# Exercise
Retype exactly the lines from the one holding "Note to the class: find the pink" through the final line of the data, both included.

# Extracted information
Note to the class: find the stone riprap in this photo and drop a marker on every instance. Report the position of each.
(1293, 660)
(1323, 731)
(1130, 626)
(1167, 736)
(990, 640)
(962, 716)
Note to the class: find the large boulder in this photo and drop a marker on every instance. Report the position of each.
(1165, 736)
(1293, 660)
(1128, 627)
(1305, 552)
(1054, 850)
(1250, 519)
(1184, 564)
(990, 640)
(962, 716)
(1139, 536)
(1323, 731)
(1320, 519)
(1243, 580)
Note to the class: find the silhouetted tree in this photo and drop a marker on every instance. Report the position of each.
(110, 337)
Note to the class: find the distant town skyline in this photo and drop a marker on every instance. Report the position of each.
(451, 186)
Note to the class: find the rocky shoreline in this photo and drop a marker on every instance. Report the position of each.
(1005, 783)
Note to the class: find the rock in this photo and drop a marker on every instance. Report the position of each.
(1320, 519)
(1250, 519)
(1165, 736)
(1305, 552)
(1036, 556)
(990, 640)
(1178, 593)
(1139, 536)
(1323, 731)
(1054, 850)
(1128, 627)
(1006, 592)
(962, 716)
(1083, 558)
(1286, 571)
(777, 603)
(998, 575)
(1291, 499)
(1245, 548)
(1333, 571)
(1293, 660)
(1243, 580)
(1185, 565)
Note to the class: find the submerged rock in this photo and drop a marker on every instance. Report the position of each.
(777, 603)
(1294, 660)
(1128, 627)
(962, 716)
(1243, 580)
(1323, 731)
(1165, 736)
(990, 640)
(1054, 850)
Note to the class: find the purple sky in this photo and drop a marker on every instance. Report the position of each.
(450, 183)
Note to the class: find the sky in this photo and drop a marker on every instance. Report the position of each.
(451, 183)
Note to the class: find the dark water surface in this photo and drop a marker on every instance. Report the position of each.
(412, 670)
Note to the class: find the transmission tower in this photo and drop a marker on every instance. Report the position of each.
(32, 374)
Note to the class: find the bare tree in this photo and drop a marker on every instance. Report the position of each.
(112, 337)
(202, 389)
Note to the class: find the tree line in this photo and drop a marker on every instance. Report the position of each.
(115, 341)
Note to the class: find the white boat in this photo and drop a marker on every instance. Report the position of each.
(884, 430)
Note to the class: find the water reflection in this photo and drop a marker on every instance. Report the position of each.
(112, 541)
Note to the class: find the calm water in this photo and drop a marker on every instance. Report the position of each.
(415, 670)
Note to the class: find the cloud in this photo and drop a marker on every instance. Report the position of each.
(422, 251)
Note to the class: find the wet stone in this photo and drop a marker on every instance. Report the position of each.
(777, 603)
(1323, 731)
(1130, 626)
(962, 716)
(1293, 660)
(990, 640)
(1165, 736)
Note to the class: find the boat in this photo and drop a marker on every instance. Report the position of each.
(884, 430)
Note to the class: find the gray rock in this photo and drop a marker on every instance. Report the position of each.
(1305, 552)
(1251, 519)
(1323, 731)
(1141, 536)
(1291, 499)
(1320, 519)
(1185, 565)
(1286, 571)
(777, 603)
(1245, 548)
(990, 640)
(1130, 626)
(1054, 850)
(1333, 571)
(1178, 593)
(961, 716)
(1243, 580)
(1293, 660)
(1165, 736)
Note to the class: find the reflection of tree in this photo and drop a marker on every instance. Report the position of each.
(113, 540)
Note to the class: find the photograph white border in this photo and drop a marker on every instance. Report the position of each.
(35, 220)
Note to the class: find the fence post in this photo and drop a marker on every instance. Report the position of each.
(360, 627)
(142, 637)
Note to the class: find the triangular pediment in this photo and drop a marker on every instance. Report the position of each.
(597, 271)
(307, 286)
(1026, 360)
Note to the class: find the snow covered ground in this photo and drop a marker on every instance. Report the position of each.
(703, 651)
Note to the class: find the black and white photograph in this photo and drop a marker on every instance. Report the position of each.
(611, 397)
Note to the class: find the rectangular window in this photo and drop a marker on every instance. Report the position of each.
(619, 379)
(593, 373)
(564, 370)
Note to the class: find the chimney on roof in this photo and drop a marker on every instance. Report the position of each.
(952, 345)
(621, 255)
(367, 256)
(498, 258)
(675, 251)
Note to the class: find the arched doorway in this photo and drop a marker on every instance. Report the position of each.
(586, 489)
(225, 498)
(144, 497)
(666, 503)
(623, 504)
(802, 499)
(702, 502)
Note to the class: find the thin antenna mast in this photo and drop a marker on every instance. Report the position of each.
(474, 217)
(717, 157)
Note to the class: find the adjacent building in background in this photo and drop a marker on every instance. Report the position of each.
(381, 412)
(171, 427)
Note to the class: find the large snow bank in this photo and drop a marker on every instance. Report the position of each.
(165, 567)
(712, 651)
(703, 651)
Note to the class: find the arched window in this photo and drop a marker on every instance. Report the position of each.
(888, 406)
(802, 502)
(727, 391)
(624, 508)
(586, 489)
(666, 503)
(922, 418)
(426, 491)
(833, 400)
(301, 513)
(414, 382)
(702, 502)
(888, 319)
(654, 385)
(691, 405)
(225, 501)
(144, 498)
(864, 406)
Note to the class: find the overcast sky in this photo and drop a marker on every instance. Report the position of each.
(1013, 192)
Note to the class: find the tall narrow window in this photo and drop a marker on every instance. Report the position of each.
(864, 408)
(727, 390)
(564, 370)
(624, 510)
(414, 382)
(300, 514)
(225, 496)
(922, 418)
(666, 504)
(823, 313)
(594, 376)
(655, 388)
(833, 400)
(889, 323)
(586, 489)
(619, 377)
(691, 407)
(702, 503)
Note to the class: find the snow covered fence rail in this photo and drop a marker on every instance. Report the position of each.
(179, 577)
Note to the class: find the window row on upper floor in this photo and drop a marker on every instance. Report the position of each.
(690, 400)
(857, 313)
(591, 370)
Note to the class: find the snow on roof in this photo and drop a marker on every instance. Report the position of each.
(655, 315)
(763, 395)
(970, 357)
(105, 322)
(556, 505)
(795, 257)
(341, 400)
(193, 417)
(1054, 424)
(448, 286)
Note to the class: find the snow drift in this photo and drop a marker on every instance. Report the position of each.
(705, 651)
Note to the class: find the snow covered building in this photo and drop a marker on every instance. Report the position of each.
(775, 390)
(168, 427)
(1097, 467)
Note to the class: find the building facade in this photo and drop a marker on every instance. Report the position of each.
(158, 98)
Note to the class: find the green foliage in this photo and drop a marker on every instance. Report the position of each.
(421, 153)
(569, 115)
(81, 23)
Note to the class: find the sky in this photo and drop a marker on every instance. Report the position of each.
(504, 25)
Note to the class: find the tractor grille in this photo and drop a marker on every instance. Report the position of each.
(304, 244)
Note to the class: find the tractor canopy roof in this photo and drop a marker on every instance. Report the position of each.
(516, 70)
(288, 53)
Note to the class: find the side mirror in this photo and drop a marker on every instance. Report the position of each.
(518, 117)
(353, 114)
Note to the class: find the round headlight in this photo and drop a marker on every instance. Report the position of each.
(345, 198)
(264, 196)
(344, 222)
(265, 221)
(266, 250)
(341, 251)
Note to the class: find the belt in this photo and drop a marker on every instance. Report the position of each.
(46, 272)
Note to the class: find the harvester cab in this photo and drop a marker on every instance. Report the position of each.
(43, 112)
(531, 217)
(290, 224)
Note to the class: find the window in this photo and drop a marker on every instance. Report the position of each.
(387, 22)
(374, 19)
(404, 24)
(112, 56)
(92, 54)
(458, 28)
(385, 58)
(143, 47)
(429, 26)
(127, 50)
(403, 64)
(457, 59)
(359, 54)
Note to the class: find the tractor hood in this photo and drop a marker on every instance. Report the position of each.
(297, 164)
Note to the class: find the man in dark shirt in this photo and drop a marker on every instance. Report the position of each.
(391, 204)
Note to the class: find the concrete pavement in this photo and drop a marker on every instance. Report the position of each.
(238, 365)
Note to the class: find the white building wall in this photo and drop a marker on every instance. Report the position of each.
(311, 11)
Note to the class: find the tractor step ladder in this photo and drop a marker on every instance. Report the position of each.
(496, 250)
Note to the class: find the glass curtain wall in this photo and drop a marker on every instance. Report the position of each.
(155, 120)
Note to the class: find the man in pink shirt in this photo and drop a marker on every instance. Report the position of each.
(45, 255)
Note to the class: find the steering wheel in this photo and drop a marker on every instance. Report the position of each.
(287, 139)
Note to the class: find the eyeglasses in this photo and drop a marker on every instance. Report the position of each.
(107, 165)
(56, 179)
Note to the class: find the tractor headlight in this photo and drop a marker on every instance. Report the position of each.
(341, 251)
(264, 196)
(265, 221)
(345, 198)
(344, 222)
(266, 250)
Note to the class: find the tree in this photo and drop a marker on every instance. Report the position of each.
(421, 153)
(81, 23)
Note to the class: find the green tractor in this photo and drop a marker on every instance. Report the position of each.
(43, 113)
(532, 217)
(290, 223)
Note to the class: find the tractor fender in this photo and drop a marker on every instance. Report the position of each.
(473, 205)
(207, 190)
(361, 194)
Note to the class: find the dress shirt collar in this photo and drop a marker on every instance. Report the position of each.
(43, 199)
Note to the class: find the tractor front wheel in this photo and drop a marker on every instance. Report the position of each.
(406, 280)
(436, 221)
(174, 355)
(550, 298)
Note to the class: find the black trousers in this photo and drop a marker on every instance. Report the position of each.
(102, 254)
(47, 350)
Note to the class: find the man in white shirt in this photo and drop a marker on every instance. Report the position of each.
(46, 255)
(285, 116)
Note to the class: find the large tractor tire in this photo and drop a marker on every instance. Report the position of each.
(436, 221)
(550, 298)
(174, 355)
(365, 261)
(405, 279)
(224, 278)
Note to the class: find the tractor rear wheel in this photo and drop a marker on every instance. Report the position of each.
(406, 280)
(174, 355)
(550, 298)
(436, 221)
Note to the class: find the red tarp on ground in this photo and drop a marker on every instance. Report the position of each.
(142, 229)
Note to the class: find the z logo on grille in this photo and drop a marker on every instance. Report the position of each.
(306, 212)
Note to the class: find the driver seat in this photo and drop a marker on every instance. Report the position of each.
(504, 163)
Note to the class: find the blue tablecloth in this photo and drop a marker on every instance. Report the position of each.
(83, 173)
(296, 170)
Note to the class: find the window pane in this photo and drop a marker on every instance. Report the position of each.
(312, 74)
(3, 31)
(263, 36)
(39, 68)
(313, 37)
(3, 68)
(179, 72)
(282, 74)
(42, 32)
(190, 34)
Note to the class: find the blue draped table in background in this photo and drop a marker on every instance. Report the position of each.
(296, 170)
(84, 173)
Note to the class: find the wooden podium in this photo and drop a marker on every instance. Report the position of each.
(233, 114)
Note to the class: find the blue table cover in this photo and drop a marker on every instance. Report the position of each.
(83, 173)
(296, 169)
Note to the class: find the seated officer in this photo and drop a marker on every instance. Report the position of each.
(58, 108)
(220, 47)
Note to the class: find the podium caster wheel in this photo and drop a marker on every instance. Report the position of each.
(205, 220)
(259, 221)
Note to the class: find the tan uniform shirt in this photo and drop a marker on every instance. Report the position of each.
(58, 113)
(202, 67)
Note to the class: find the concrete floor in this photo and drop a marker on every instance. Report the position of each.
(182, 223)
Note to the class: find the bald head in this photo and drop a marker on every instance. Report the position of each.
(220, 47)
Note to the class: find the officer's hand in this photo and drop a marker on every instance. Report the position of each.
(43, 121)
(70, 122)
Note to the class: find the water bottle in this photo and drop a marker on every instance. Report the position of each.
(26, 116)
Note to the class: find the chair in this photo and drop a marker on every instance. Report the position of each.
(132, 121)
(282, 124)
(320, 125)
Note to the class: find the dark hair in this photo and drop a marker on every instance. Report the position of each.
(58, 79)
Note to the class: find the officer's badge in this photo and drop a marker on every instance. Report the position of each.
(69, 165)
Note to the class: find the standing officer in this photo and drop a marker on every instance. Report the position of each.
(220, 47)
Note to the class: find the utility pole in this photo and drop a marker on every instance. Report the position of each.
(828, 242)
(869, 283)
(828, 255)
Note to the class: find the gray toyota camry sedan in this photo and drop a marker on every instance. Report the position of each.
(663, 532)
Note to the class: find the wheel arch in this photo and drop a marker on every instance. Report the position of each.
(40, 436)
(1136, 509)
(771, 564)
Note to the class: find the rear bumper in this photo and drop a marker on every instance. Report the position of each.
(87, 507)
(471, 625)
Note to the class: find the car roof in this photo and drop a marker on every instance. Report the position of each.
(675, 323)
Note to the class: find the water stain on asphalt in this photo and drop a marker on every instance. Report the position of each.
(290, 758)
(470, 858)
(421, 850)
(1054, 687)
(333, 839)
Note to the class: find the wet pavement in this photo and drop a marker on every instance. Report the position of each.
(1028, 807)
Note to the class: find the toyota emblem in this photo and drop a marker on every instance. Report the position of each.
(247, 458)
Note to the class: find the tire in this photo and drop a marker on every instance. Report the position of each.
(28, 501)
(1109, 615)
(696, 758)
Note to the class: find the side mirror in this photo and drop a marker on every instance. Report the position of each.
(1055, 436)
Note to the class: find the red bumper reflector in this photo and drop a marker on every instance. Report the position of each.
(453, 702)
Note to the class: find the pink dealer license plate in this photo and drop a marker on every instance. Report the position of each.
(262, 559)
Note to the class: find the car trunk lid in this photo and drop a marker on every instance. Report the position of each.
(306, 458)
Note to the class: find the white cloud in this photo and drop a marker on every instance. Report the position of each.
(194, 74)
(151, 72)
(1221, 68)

# Exercise response
Note to the class: find the pink dealer license plate in this photo and drop a marker on every instance. Report the position of each.
(262, 559)
Note to the class: find the car trunk lid in this photo and drop a marker on every instance. Report the position of each.
(306, 458)
Note to the class: find the white cloud in this photo and drop a marker on every instance. Report the position of each.
(194, 74)
(151, 72)
(1221, 68)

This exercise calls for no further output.